_正文内容_.
****************************************
面向活细胞结构和功能的三维单分子成像研究

The ability to visualize cellular structures and their spatial relationship at single-molecule level (nanometer scale) is important for life science research. The diffraction barrier, however, limits the imaging resolution of conventional light microscopy to 200 to 300 nm in the lateral dimensions, leaving many intracellular organelles and molecular structures unresolvable. Recently, the super-resolution microscopy techniques have been used to break this diffraction limit and have achieved resolution of tens of nanometers, which is helpful in better understanding cellular physico-chemical mechanism. However, fast, three-dimensional (3-D) super-resolution imaging at whole-cell level remains a challenge. In addition, the current super-resolution imaging approaches only used to image the structure information of live cells and the corresponding functional information is difficult to be acquired by these approaches. To overcome these limitations, in this study, we propose a new imaging approach and establish a new super-resolution microscopy system for imaging the 3-D structure and function of live cells at single-molecule level, which are achieved by taking advantage of the optical tomographic reconstruction method and the forster (or fluorescence) resonance energy transfer (FRET) technology. To achieve the goal, firstly, based on the strategy of optical tomography, an imaging mathematics model is established, which is used to image the 3-D structure information of live cells at single-molecule level. Secondly, a photo-switchable FRET pair is established and then is applied to the three-cube FRET method, which is used to quantitatively image the function information of live cells at single-molecule level. Finally, by combining the optical reconstruction model with FRET method, a super-resolution fluorescence microscopy imaging system is established. When applied to the live cell experiments, the new imaging system not only can image the 3-D structure information, but also can image the 3-D function information at single-molecule level. This will greatly enhance our understanding of molecular interactions and processes in live cells.
****************************************
_关于本题_. 根据这段关于活细胞三维单分子成像研究的文字，常规光学显微镜的横向分辨率受衍射极限限制在什么范围？ 作答时无需查看列表。

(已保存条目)
****************************************
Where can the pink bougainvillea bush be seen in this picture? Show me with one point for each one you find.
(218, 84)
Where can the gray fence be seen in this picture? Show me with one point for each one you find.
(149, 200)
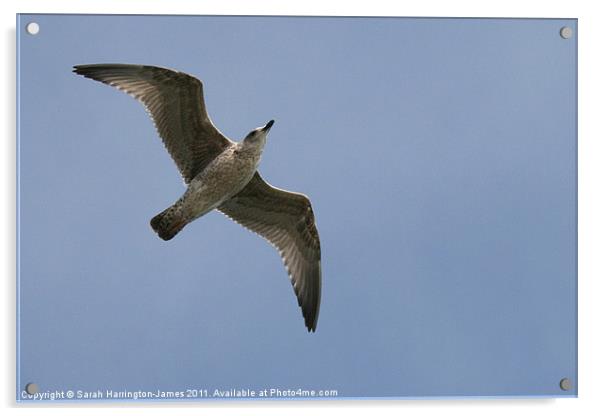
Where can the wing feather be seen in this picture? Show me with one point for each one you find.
(175, 102)
(287, 221)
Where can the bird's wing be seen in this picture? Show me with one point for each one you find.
(175, 102)
(287, 221)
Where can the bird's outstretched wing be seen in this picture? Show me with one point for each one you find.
(287, 221)
(175, 102)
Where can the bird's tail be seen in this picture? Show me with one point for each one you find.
(169, 222)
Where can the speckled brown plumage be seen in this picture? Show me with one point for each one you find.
(221, 174)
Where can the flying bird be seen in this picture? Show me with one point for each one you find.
(221, 174)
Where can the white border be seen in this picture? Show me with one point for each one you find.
(590, 202)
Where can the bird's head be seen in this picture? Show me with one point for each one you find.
(259, 135)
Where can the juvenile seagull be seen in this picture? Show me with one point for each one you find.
(221, 174)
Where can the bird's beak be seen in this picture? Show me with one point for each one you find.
(268, 126)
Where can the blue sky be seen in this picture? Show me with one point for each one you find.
(440, 157)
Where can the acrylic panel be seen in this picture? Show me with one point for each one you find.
(440, 159)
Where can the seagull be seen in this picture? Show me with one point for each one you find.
(221, 174)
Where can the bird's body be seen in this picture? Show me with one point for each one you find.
(221, 174)
(224, 177)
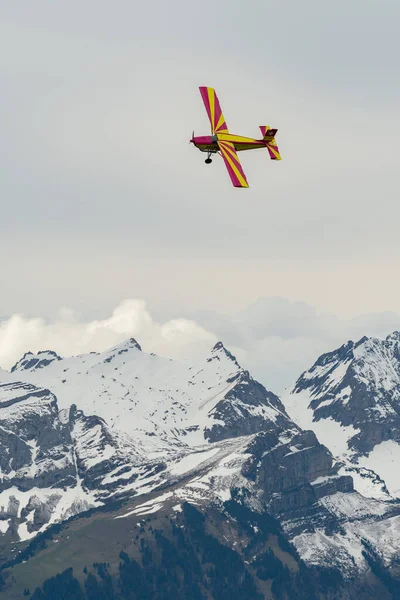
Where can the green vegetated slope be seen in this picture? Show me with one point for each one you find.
(170, 555)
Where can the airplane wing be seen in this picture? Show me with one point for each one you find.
(211, 102)
(232, 163)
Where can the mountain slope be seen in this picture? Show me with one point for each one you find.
(351, 399)
(149, 435)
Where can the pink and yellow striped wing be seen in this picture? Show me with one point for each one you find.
(213, 108)
(273, 150)
(233, 165)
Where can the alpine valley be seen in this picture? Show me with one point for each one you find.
(128, 476)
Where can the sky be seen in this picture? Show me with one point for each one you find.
(105, 205)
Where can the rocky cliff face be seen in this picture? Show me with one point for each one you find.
(82, 432)
(351, 398)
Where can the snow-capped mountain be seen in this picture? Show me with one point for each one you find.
(351, 399)
(77, 433)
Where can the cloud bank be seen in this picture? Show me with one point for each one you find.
(274, 338)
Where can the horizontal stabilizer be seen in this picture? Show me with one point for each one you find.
(267, 133)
****************************************
_本题答案_. 200到300纳米。